(Entries taken from a collection)
start
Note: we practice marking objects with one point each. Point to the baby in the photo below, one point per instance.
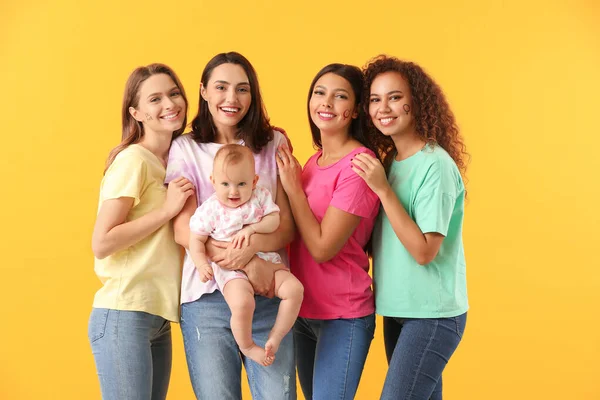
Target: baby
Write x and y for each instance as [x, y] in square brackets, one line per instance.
[237, 210]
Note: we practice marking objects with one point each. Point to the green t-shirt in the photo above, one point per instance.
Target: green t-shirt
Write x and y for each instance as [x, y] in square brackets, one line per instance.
[432, 192]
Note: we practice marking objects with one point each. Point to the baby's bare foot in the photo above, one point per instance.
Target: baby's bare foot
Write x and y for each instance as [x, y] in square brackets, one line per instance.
[256, 353]
[271, 348]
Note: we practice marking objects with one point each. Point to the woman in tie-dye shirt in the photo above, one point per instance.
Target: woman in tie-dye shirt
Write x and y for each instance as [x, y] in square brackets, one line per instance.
[231, 111]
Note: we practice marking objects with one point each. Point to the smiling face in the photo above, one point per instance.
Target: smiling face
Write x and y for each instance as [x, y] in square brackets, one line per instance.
[233, 176]
[161, 107]
[227, 93]
[332, 103]
[390, 104]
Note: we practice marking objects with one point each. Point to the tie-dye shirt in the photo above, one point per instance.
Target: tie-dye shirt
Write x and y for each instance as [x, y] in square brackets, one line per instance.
[194, 161]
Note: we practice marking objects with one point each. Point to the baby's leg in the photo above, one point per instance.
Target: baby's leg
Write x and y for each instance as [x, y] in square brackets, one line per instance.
[239, 296]
[291, 292]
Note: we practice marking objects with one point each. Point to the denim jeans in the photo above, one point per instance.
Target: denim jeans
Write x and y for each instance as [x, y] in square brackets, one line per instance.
[215, 362]
[132, 350]
[331, 354]
[418, 350]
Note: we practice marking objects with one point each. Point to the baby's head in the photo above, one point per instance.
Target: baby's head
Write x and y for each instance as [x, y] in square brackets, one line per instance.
[234, 177]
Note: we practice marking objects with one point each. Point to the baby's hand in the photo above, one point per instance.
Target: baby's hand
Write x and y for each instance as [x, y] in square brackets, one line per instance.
[242, 238]
[205, 271]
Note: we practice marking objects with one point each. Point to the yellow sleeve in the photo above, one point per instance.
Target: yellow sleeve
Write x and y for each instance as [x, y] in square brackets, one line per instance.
[124, 178]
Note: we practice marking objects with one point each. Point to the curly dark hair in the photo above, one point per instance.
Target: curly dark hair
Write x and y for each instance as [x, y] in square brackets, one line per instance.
[434, 121]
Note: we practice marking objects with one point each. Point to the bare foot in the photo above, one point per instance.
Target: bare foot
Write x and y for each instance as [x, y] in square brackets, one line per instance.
[271, 348]
[257, 354]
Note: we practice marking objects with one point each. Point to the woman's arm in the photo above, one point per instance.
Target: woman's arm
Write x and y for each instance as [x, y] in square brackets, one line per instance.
[181, 222]
[112, 233]
[423, 247]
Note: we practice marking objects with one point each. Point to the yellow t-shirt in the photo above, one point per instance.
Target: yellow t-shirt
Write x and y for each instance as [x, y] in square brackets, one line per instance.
[146, 276]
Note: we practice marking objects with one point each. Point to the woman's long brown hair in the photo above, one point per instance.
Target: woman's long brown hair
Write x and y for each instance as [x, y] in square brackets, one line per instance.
[133, 130]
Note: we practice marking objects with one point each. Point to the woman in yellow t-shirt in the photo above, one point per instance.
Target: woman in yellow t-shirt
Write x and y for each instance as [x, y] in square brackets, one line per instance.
[137, 258]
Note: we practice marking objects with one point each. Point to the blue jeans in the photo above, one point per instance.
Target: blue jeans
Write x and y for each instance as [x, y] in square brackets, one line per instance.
[215, 362]
[132, 350]
[418, 350]
[331, 355]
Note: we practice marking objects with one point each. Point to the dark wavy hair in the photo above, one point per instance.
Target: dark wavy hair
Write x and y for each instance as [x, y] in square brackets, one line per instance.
[254, 129]
[357, 130]
[133, 130]
[434, 121]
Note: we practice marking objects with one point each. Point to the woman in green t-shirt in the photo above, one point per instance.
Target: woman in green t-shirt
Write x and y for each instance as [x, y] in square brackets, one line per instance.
[419, 264]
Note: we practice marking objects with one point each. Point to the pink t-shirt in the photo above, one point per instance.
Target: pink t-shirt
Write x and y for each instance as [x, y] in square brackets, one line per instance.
[194, 161]
[340, 287]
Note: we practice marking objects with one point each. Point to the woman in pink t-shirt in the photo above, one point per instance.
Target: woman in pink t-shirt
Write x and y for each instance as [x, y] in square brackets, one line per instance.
[335, 212]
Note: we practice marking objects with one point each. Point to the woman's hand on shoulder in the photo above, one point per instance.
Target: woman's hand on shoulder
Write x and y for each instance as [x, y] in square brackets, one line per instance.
[178, 191]
[282, 131]
[290, 171]
[370, 169]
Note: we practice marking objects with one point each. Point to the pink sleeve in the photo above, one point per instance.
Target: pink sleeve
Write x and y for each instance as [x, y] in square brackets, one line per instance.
[203, 221]
[352, 194]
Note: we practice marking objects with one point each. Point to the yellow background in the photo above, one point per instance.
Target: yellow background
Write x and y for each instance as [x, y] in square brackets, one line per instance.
[521, 76]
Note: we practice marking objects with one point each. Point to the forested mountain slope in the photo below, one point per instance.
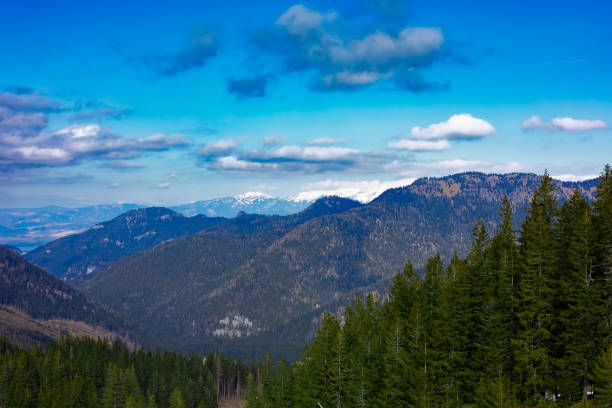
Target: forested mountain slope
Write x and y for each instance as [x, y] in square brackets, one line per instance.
[37, 307]
[80, 255]
[522, 321]
[244, 284]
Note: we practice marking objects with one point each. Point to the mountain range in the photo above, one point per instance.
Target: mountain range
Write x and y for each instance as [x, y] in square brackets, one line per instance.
[259, 282]
[29, 228]
[36, 307]
[255, 282]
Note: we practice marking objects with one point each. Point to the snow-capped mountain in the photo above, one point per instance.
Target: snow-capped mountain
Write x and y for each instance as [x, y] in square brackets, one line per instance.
[251, 202]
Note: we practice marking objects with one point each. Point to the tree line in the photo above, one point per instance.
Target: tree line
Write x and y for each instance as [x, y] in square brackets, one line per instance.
[524, 320]
[82, 372]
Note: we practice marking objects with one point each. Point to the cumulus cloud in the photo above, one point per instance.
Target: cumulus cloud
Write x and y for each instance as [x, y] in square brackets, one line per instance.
[299, 159]
[563, 124]
[306, 154]
[344, 52]
[273, 140]
[103, 113]
[362, 191]
[326, 141]
[78, 142]
[253, 87]
[419, 145]
[201, 47]
[231, 164]
[219, 148]
[124, 165]
[30, 102]
[299, 20]
[460, 126]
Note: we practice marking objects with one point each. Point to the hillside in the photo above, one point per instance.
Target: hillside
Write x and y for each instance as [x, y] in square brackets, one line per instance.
[78, 256]
[254, 203]
[37, 307]
[257, 281]
[29, 228]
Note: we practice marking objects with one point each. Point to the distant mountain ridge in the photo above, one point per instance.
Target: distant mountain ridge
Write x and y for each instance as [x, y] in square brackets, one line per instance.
[251, 202]
[29, 228]
[36, 307]
[78, 255]
[274, 276]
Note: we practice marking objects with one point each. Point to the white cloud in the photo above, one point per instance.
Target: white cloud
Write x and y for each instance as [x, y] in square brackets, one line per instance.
[578, 125]
[459, 126]
[231, 163]
[273, 140]
[363, 191]
[326, 141]
[419, 145]
[314, 153]
[564, 124]
[380, 48]
[300, 20]
[77, 142]
[218, 148]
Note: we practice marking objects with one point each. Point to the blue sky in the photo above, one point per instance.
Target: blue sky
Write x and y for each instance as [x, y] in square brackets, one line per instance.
[166, 103]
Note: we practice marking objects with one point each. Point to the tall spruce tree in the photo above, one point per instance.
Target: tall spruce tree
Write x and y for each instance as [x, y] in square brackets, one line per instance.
[602, 251]
[575, 303]
[501, 294]
[537, 270]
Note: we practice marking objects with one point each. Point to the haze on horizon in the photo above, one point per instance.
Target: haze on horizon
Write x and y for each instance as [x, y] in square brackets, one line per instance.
[152, 103]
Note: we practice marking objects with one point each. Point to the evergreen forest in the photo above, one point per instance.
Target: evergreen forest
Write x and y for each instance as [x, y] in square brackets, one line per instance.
[523, 321]
[81, 372]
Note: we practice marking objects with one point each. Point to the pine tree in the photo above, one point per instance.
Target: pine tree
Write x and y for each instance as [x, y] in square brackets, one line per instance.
[114, 394]
[575, 303]
[537, 268]
[176, 399]
[501, 295]
[602, 379]
[602, 251]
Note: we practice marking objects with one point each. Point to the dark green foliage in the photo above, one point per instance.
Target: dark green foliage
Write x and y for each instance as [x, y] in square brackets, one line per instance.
[80, 256]
[282, 272]
[93, 373]
[41, 295]
[514, 324]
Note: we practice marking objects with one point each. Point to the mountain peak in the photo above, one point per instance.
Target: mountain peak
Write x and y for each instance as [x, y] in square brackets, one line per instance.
[249, 195]
[330, 205]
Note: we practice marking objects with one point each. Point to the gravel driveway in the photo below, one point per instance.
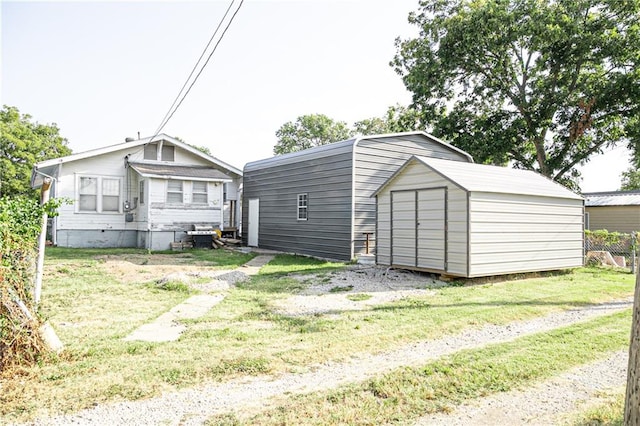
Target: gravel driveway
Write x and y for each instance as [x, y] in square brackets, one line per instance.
[196, 405]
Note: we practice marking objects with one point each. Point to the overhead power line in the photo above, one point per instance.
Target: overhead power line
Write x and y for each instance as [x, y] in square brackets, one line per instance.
[182, 94]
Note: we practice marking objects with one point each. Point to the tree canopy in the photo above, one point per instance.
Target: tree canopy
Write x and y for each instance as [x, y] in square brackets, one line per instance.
[23, 143]
[544, 84]
[309, 131]
[397, 119]
[630, 180]
[318, 129]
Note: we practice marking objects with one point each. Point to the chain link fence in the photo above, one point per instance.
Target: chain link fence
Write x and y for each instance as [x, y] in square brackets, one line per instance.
[613, 248]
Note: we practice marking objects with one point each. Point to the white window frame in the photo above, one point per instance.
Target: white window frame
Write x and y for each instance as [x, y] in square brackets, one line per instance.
[173, 191]
[168, 153]
[99, 194]
[303, 206]
[147, 149]
[142, 191]
[199, 193]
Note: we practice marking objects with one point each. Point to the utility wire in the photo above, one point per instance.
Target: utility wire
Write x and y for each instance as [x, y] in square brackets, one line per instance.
[177, 103]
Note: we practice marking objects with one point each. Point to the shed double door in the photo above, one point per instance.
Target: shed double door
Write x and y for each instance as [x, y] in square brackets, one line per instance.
[419, 228]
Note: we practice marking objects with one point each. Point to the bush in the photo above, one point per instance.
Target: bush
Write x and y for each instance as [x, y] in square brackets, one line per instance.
[20, 224]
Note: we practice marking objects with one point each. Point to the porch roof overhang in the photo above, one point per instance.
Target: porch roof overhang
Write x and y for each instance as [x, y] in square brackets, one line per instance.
[180, 172]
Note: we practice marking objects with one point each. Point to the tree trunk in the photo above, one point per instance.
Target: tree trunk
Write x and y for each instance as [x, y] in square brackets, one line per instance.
[632, 400]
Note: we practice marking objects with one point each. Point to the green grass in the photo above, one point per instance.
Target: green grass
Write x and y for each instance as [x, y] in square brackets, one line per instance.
[91, 309]
[404, 395]
[610, 412]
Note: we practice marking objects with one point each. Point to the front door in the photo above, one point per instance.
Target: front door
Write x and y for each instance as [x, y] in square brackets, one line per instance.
[418, 228]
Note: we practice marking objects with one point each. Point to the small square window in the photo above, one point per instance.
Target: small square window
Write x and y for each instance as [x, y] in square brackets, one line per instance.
[174, 191]
[303, 204]
[141, 192]
[151, 151]
[88, 194]
[168, 153]
[199, 192]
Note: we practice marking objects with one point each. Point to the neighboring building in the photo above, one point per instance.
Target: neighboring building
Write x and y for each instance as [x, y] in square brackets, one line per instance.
[617, 211]
[318, 201]
[473, 220]
[140, 193]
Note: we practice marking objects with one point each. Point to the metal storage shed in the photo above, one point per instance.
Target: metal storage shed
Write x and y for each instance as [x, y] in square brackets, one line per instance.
[318, 201]
[473, 220]
[614, 211]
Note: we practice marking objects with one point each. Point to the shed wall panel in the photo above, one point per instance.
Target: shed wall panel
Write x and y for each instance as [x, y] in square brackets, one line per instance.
[614, 218]
[415, 177]
[512, 233]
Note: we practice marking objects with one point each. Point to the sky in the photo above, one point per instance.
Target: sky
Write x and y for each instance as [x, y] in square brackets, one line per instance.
[104, 71]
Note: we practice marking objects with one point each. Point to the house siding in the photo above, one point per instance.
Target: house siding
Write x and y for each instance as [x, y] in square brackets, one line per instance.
[153, 223]
[614, 218]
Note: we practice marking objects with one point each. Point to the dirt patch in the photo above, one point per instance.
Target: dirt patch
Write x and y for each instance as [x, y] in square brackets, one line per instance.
[355, 288]
[143, 268]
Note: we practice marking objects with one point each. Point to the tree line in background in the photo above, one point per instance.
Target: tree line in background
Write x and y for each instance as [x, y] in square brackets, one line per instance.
[542, 85]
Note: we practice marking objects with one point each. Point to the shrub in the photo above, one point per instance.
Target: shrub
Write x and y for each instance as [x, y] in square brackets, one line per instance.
[20, 224]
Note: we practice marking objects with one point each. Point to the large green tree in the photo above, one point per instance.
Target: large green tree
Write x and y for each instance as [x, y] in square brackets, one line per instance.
[23, 143]
[630, 180]
[309, 131]
[397, 119]
[543, 83]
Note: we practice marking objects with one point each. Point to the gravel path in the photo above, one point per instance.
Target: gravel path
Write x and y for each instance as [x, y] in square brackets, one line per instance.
[548, 403]
[193, 406]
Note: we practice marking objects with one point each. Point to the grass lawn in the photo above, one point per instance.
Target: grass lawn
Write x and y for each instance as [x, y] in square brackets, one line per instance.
[93, 303]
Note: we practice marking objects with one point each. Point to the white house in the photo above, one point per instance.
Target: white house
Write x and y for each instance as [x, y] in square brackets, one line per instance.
[142, 193]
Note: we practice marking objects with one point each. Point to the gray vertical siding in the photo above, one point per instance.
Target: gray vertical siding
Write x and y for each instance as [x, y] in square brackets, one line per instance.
[326, 179]
[337, 224]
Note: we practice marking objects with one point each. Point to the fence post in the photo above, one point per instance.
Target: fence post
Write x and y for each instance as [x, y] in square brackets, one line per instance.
[633, 252]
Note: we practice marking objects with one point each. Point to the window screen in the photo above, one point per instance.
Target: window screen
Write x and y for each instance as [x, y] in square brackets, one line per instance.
[151, 151]
[174, 191]
[302, 206]
[88, 194]
[168, 152]
[199, 192]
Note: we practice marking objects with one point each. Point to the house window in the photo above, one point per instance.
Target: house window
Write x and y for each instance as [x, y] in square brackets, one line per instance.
[303, 204]
[151, 151]
[88, 194]
[99, 194]
[199, 192]
[141, 192]
[174, 191]
[168, 153]
[110, 195]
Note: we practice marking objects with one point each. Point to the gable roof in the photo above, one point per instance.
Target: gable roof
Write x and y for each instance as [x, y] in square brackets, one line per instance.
[49, 167]
[487, 178]
[324, 150]
[612, 198]
[170, 171]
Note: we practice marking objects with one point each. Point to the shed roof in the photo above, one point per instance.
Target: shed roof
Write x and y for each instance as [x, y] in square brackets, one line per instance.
[179, 172]
[612, 198]
[324, 150]
[496, 179]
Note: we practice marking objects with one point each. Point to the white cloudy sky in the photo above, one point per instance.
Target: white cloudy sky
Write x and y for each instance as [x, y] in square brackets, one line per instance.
[107, 70]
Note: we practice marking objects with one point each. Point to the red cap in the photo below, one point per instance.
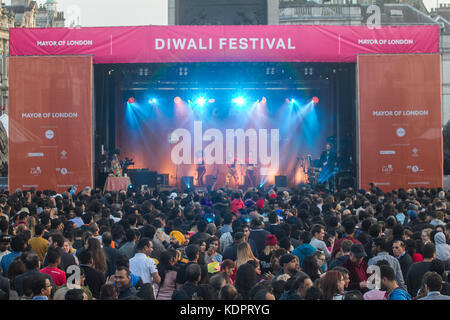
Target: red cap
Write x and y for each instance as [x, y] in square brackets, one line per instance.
[271, 240]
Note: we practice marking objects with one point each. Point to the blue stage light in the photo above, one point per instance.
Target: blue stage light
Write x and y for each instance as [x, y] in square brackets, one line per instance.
[240, 101]
[200, 101]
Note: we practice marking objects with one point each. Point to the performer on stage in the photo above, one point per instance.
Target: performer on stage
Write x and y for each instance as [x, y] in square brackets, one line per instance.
[328, 163]
[201, 171]
[250, 173]
[116, 168]
[232, 174]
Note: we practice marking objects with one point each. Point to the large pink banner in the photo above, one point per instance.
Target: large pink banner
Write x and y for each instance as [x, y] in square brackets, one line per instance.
[165, 44]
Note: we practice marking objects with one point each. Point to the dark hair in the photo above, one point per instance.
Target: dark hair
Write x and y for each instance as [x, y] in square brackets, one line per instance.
[349, 226]
[38, 229]
[278, 288]
[217, 279]
[374, 230]
[120, 268]
[18, 243]
[57, 238]
[38, 284]
[193, 272]
[191, 251]
[146, 292]
[164, 263]
[381, 243]
[246, 278]
[438, 266]
[143, 242]
[106, 239]
[130, 235]
[85, 257]
[316, 229]
[228, 292]
[87, 217]
[314, 293]
[261, 294]
[107, 292]
[310, 267]
[52, 255]
[434, 282]
[387, 272]
[353, 295]
[205, 292]
[31, 260]
[428, 251]
[74, 294]
[306, 237]
[329, 284]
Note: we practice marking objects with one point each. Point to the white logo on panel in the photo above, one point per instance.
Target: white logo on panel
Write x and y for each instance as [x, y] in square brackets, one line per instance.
[35, 171]
[401, 132]
[49, 134]
[387, 169]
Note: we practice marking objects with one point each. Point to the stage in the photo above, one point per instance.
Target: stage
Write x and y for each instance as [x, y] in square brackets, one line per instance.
[227, 99]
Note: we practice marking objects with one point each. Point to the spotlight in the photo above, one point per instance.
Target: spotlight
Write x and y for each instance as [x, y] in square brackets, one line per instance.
[177, 100]
[240, 101]
[200, 101]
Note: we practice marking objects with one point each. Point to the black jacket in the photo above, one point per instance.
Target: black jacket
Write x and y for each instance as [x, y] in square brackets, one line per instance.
[19, 280]
[111, 255]
[94, 280]
[415, 275]
[67, 259]
[259, 236]
[185, 292]
[405, 264]
[126, 292]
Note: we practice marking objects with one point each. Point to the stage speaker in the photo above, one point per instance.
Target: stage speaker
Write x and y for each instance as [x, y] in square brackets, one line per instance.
[209, 180]
[346, 182]
[163, 179]
[143, 177]
[281, 181]
[187, 182]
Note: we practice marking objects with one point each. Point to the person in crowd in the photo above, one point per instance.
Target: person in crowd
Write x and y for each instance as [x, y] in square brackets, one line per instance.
[389, 284]
[442, 249]
[41, 288]
[332, 285]
[168, 274]
[418, 269]
[380, 251]
[54, 260]
[244, 254]
[405, 260]
[433, 286]
[94, 278]
[357, 267]
[187, 289]
[212, 254]
[318, 233]
[142, 265]
[38, 243]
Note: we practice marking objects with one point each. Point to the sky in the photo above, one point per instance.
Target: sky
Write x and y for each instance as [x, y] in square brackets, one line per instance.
[94, 13]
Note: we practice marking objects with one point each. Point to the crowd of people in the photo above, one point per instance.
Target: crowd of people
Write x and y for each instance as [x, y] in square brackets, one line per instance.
[302, 244]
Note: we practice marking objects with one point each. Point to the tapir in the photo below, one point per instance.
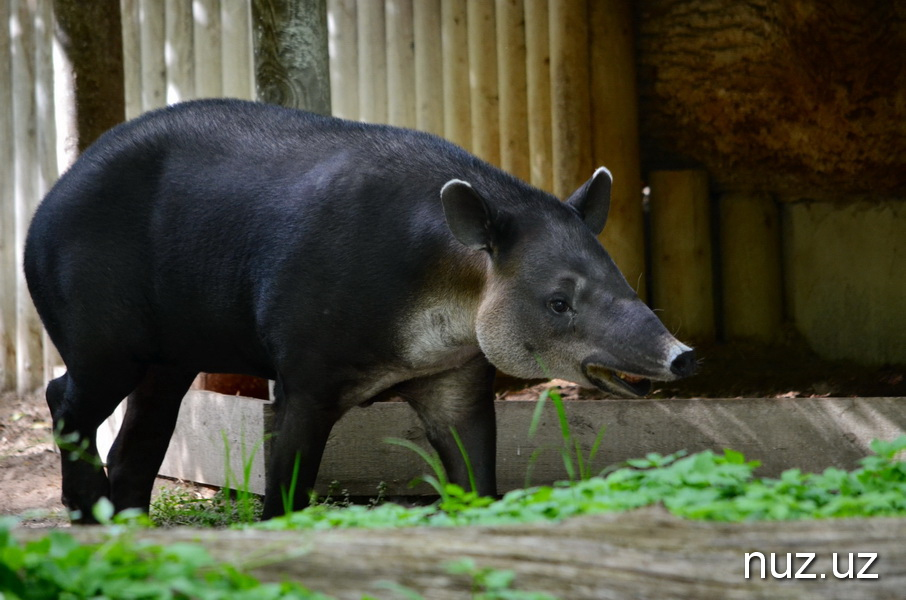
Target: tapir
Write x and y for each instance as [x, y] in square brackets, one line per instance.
[342, 260]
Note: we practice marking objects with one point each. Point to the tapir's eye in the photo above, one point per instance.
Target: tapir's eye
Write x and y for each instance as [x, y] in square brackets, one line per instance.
[558, 305]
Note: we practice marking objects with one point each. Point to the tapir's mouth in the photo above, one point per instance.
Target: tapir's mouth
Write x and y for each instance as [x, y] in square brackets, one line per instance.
[622, 384]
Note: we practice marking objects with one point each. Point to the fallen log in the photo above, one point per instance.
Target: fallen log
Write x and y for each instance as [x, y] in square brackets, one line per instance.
[643, 554]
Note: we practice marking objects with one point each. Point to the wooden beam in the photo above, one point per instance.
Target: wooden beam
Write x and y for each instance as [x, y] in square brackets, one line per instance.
[511, 66]
[681, 253]
[616, 133]
[291, 61]
[400, 63]
[342, 26]
[429, 69]
[457, 101]
[751, 279]
[538, 83]
[570, 99]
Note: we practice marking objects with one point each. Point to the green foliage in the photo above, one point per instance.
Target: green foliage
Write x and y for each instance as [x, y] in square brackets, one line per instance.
[58, 567]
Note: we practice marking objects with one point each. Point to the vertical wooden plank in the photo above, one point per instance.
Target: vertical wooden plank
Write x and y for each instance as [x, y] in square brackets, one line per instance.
[681, 253]
[208, 32]
[45, 109]
[130, 11]
[400, 63]
[29, 352]
[750, 266]
[485, 107]
[429, 80]
[538, 82]
[457, 103]
[236, 48]
[344, 58]
[372, 42]
[570, 100]
[291, 64]
[179, 53]
[616, 133]
[511, 65]
[152, 19]
[7, 209]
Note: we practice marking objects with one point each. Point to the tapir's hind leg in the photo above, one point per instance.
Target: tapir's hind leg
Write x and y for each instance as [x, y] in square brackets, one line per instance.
[144, 435]
[78, 406]
[460, 399]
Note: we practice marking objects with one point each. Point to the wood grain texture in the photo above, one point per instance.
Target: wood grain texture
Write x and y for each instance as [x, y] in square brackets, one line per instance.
[291, 64]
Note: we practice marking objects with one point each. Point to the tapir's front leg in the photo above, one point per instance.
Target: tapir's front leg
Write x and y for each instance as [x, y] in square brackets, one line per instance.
[460, 399]
[302, 425]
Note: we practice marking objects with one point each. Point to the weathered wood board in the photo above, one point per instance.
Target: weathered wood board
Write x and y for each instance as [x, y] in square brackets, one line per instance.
[811, 434]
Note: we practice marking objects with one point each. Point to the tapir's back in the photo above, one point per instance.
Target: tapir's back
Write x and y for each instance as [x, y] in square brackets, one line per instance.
[179, 229]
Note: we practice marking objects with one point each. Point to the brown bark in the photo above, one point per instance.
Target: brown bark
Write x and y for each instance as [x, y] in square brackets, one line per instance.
[796, 97]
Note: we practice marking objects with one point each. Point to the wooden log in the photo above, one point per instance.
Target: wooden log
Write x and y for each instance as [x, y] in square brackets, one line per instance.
[485, 106]
[538, 82]
[570, 100]
[511, 65]
[153, 23]
[372, 34]
[130, 11]
[209, 48]
[291, 63]
[344, 58]
[681, 253]
[616, 133]
[457, 99]
[7, 209]
[29, 351]
[236, 45]
[400, 63]
[646, 553]
[179, 51]
[429, 70]
[751, 280]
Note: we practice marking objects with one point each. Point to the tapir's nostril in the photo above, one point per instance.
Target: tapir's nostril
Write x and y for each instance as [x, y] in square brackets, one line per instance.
[684, 364]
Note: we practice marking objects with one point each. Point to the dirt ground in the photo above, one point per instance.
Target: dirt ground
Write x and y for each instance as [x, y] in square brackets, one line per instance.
[29, 466]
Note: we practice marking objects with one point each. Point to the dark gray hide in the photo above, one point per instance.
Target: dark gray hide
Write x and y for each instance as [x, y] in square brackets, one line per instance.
end
# Written task
Copy only this span: the line that contains "the dirt ground", the last line, and every line between them.

# Problem solution
Note: we practice marking objects with one point each. Point to the dirt ground in the photo above, one point per instance.
Target: dirt ground
Write x and y for each instance as [x, y] in square brackets, one line per instance.
[29, 466]
Note: we practice marking objects with one point each. Point to the dark gray hide in the photo above, one point per instance.
Target: dark gray hide
Write x and y for each instance as [x, y] in square brackets, one line per instance.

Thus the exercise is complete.